--- Supplied material ---
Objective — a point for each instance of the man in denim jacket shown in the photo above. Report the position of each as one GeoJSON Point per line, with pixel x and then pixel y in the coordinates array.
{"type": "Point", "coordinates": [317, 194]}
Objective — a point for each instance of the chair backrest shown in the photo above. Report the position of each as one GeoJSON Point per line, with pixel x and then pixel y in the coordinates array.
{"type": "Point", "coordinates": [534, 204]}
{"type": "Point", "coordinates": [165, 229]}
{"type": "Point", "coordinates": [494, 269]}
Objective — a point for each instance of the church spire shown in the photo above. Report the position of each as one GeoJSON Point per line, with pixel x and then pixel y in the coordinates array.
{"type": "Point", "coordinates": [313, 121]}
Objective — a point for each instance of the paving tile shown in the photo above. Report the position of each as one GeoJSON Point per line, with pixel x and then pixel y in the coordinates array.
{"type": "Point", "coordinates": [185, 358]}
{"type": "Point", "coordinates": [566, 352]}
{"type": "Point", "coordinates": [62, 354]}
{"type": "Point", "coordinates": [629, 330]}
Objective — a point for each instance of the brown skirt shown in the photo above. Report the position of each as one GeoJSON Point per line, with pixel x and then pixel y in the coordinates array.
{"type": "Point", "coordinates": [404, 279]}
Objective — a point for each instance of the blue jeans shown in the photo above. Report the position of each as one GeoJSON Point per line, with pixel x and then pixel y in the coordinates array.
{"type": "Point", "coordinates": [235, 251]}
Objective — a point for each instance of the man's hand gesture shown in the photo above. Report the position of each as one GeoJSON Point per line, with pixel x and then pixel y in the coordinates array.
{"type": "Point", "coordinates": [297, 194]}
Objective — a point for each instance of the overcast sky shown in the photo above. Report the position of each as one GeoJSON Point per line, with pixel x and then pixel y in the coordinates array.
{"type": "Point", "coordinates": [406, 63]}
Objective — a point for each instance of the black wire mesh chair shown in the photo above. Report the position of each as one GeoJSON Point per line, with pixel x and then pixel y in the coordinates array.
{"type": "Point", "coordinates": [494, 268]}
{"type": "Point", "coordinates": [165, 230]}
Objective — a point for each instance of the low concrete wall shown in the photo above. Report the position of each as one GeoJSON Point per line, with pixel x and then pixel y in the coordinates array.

--- Task item ---
Each line of the listing is to be reproduced verbatim.

--- Problem solution ---
Objective — a point for each instance of the man in denim jacket shown in the photo above. Report the position of each as one GeoJSON Point per line, with pixel x and then pixel y in the coordinates array.
{"type": "Point", "coordinates": [317, 194]}
Objective — a point for each instance of the chair backrest shown in the photo above. Report the position of each as one GeoJSON Point per line, with pixel x and then pixel y in the coordinates array.
{"type": "Point", "coordinates": [534, 204]}
{"type": "Point", "coordinates": [165, 229]}
{"type": "Point", "coordinates": [494, 269]}
Objective — a point for each instance of the church spire shown in the photo above. Report the position of each as one GeoJSON Point per line, with pixel x and then pixel y in the coordinates array.
{"type": "Point", "coordinates": [313, 121]}
Objective — a point for each instance of the paving tile shown in the photo above. Report the position of each as one GeoJSON Point per line, with pixel x and then pixel y in the coordinates array.
{"type": "Point", "coordinates": [185, 358]}
{"type": "Point", "coordinates": [566, 352]}
{"type": "Point", "coordinates": [62, 354]}
{"type": "Point", "coordinates": [629, 330]}
Objective — a point for each instance of the brown skirt shown in the photo above. Report the position of each as one GeoJSON Point per line, with pixel x and then pixel y in the coordinates array.
{"type": "Point", "coordinates": [404, 279]}
Objective — a point for each instance of the blue jeans shown in the photo above. Report the position of each as one GeoJSON Point per line, with pixel x and then pixel y in the coordinates array.
{"type": "Point", "coordinates": [235, 251]}
Objective — a point for each instance of the man's hand gesture shown in the photo above. Report the position of each as one GeoJSON Point per line, with pixel x and then pixel y in the coordinates array.
{"type": "Point", "coordinates": [297, 194]}
Objective — a point for each instance of the overcast sky shown in the photo above. Report the position of each as one GeoJSON Point per line, with pixel x and then pixel y in the coordinates array.
{"type": "Point", "coordinates": [406, 63]}
Objective — a point for each instance of the black wire mesh chair shown in the photo above. Report the position of each as one GeoJSON Point per line, with pixel x and then pixel y in the coordinates array.
{"type": "Point", "coordinates": [494, 268]}
{"type": "Point", "coordinates": [165, 230]}
Objective — a point for each instance of the low concrete wall shown in the photo above. Report the position of each as one GeoJSON Point per line, with pixel x and then pixel y in the coordinates array.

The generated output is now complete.